▶ [WRITTEN PROBLEM]: Copy out exactly the lines from the one containing "Can you find the metal buckle" to the end of the records below, both included, and nothing else.

── MATERIAL PROVIDED

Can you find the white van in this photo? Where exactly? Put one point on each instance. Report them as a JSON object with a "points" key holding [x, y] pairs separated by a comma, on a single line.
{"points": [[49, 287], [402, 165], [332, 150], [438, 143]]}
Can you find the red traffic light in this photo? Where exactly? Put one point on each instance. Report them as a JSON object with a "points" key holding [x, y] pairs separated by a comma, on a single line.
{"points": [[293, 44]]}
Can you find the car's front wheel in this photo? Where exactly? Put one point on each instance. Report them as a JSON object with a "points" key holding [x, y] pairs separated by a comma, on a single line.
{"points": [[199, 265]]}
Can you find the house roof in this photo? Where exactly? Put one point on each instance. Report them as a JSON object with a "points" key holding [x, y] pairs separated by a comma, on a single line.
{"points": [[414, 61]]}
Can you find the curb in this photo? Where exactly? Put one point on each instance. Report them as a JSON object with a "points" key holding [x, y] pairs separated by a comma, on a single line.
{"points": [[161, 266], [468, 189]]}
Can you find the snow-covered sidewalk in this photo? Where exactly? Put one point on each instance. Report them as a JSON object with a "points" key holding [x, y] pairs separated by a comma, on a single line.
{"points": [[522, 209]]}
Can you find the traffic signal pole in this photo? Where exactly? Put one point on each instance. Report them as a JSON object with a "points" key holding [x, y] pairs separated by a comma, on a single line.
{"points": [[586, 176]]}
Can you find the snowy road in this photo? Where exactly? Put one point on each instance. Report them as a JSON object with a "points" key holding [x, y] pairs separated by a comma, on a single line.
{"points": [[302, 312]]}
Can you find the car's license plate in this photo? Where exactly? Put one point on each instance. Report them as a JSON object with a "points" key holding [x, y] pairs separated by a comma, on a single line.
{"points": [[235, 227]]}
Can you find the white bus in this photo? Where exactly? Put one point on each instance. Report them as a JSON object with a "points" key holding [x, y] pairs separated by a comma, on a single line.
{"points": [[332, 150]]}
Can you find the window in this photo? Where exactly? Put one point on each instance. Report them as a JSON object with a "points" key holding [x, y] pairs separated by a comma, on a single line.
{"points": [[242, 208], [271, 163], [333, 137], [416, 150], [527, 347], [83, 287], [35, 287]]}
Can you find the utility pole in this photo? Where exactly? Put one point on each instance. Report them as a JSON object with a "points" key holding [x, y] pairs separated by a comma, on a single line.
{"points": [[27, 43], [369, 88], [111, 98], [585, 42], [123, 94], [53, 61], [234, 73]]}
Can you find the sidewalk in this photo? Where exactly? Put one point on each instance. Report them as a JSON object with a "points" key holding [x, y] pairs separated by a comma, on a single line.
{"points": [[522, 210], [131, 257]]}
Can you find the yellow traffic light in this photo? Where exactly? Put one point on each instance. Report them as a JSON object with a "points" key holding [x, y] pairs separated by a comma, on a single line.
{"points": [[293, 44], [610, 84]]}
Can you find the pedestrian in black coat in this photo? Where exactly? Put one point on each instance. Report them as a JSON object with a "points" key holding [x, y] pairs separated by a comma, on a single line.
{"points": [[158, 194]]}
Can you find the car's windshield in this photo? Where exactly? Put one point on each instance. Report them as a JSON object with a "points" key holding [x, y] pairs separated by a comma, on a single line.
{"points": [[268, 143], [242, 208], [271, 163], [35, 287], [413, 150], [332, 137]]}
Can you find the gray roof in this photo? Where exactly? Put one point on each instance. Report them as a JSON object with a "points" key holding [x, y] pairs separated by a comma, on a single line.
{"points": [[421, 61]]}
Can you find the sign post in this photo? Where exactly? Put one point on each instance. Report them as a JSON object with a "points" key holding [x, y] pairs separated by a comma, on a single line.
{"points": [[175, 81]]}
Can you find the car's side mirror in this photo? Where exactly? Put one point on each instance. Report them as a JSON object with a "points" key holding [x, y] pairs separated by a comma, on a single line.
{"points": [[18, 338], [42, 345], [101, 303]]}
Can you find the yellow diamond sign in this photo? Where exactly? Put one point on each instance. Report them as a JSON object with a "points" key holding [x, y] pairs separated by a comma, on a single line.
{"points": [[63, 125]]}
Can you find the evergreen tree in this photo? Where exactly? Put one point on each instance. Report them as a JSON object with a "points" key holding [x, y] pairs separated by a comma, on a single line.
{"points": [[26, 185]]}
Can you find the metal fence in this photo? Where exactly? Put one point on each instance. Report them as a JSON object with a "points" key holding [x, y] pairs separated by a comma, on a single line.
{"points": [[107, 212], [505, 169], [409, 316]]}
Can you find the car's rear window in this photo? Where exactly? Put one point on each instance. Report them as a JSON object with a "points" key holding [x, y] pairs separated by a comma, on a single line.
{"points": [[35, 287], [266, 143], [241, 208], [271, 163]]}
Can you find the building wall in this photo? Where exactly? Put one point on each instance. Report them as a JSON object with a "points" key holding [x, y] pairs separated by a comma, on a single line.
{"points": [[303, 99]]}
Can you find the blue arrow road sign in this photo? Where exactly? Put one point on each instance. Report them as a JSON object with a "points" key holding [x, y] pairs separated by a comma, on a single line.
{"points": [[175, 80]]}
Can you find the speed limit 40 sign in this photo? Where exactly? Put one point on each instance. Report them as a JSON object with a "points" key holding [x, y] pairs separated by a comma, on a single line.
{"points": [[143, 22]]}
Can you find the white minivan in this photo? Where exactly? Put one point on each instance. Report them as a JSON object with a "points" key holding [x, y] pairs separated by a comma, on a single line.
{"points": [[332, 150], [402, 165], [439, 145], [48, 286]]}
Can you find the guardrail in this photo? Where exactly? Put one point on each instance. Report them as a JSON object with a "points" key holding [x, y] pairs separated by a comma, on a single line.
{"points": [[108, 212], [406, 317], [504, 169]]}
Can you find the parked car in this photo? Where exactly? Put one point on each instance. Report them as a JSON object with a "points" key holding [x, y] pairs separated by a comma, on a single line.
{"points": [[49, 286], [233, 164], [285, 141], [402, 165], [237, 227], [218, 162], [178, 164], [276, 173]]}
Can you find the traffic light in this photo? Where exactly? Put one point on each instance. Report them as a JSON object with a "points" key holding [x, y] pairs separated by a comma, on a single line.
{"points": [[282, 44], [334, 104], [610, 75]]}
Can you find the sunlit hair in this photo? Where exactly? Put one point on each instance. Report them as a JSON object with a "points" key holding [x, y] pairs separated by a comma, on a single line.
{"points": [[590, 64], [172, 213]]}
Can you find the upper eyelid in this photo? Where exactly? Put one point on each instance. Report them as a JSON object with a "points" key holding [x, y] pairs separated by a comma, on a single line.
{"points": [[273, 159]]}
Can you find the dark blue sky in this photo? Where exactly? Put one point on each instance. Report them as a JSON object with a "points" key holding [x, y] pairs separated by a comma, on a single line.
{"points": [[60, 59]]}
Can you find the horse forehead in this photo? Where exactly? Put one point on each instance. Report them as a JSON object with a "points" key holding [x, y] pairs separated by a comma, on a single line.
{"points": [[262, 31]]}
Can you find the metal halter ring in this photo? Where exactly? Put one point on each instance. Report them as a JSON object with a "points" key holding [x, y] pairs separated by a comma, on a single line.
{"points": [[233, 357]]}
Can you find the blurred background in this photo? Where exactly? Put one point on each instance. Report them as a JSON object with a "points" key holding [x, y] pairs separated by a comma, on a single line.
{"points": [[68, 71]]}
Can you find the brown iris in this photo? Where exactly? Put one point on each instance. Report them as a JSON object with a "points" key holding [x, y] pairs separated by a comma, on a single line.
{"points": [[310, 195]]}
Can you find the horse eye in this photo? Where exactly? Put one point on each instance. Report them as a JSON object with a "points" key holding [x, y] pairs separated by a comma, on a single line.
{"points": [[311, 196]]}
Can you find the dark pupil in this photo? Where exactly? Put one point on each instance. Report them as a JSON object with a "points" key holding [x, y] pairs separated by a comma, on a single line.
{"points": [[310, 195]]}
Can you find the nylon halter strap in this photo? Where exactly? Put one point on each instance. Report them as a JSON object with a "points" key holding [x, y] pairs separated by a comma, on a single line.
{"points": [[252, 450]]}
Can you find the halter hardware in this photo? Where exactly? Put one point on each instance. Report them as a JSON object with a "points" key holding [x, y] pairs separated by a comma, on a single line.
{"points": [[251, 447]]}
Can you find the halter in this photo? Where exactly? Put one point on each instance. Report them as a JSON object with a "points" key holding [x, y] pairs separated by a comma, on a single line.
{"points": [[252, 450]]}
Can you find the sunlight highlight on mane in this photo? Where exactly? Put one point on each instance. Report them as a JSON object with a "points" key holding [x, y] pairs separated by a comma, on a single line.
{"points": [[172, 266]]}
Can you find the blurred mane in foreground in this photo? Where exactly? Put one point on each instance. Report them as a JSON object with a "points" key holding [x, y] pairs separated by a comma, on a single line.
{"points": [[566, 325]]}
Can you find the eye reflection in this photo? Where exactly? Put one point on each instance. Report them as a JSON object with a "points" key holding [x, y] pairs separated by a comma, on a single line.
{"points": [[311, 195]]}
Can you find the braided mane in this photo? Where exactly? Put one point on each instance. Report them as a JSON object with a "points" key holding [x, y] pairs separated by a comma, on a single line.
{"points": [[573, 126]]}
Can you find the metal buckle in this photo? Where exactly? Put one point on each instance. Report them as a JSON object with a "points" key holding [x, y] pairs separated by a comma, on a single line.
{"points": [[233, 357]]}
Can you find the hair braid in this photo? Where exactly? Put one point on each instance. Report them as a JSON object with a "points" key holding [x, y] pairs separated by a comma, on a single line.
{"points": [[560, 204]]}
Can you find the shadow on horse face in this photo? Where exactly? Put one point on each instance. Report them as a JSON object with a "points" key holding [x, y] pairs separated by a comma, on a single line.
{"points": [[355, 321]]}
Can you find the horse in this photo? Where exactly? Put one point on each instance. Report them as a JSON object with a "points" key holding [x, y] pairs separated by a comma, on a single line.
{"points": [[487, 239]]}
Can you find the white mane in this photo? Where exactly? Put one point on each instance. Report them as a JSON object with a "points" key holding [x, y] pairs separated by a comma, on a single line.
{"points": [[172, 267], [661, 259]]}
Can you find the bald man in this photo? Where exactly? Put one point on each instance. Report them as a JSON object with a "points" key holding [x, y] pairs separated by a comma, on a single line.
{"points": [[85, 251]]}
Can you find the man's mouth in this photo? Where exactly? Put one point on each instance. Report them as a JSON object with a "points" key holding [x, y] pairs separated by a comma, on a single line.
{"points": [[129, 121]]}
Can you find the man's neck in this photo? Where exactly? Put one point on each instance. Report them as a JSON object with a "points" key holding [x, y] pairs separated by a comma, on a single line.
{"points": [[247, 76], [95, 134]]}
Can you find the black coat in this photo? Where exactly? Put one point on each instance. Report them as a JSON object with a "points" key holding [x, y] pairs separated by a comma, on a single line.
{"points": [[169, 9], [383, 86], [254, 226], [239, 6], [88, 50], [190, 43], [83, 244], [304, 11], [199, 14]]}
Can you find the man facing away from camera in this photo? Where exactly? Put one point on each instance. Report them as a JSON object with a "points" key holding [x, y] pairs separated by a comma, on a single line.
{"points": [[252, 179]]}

────

▶ [ANSWER FOR THIS EXERCISE]:
Can you find the metal buckle in this photo? Where exactly? Put one point on each instance. Report them as a JSON object with a "points" key holding [x, y] pairs separated by a comma, on a single line.
{"points": [[233, 357]]}
Can you find the hair braid in this photo? Where exactly? Put one point on each instance. Report them as a JSON object with a "points" key holding [x, y] pairs separated by a comma, on a single line.
{"points": [[560, 204]]}
Can you find the shadow on horse face in this photo? Where exactly? Put one point on each instance. Report them as a JSON object with a "points" key holding [x, y] pairs separated by a comma, on a single line.
{"points": [[355, 321]]}
Can you find the horse in this photo? Where exactly? Put one point on each instance. Report them as a JSON object with a "points" key holding [x, y] pairs separated by a comma, on a single line.
{"points": [[487, 239]]}
Can you find the white mane in this photo? Where exactly? Put one point on each instance. Report them as a JSON object with a "points" key holding [x, y] pairs separated by a comma, on a single line.
{"points": [[172, 267], [661, 259]]}
Can you find the bald man in this photo? Where exactly? Put one point on each instance. Report them as a JSON object with a "points" key holding [x, y] pairs separated by a comma, on a single line.
{"points": [[85, 251]]}
Can you find the man's mouth in this photo? Where exactly? Put one point on each instance. Report them as a JSON object with a "points" key holding [x, y] pairs separated by a comma, on a single line.
{"points": [[129, 121]]}
Can you find the man's neck in this photo? Where exactly? Put one point on each instance. Report them as a JSON object with a "points" key holding [x, y] pairs separated by a comma, on a single line.
{"points": [[247, 76], [95, 134]]}
Can you find the black coat in this photo? Where exactly? Put one point on each instance. Report them as a JSON object with a "points" key holding [x, y] pairs separated by a comma, on a single line.
{"points": [[169, 9], [383, 86], [254, 226], [239, 6], [88, 50], [190, 43], [83, 244], [304, 11], [199, 14]]}
Can you find the man facing away from camera in this photo? Where exactly? Put one point on each instance. Report them as a JSON object with a "points" key holding [x, y] pairs separated by a comma, on a single line.
{"points": [[252, 179]]}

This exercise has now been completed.